#### [Written problem]
From the binning function documentation, print verbatim the passage that begins at the words "A character vector" and ends after the words "a separate category.".
** Begin Reading text **
Skip to contents

This function performs optimal binning for categorical variables using a Sketch-based algorithm designed for large-scale data processing. It employs probabilistic data structures (Count-Min Sketch) to efficiently estimate category frequencies and event rates, enabling near real-time binning on massive datasets.

Usage

ob_categorical_sketch(
  feature,
  target,
  min_bins = 3L,
  max_bins = 5L,
  bin_cutoff = 0.05,
  max_n_prebins = 20L,
  bin_separator = "%;%",
  convergence_threshold = 1e-06,
  max_iterations = 1000L,
  sketch_width = 2000L,
  sketch_depth = 5L
)

Arguments

feature

A character vector or factor representing the categorical predictor variable. Missing values (NA) will be converted to the string "N/A" and treated as a separate category.

target

An integer vector containing binary outcome values (0 or 1). Must be the same length as feature. Cannot contain missing values.

min_bins

Integer. Minimum number of bins to create. Must be at least 2. Default is 3.

max_bins

Integer. Maximum number of bins to create. Must be greater than or equal to min_bins. Default is 5.
** End Reading text **
** Begin Information provided **
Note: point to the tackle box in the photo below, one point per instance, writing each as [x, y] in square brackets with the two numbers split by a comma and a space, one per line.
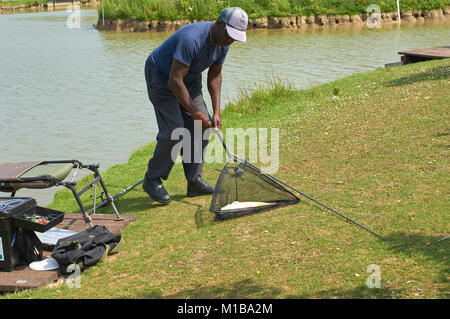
** End Information provided **
#### [Written response]
A character vector or factor representing the categorical predictor variable. Missing values (NA) will be converted to the string "N/A" and treated as a separate category.